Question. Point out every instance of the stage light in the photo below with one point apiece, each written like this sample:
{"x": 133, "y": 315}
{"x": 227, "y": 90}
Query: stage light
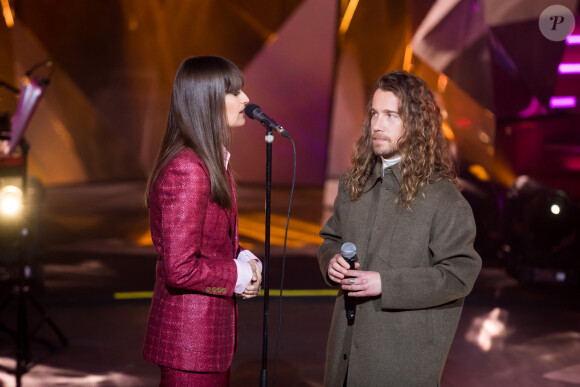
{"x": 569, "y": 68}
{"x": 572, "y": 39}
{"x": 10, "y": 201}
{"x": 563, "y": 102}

++++++++

Could you render all of the data above as a numbered list, one line per number, skipping blank lines and leaving out the pictures?

1. Question. Point out every instance of the stage light in the photo below with one point apiece, each written like this sample:
2. {"x": 133, "y": 315}
3. {"x": 227, "y": 90}
4. Query: stage light
5. {"x": 569, "y": 68}
6. {"x": 572, "y": 39}
7. {"x": 10, "y": 201}
8. {"x": 563, "y": 102}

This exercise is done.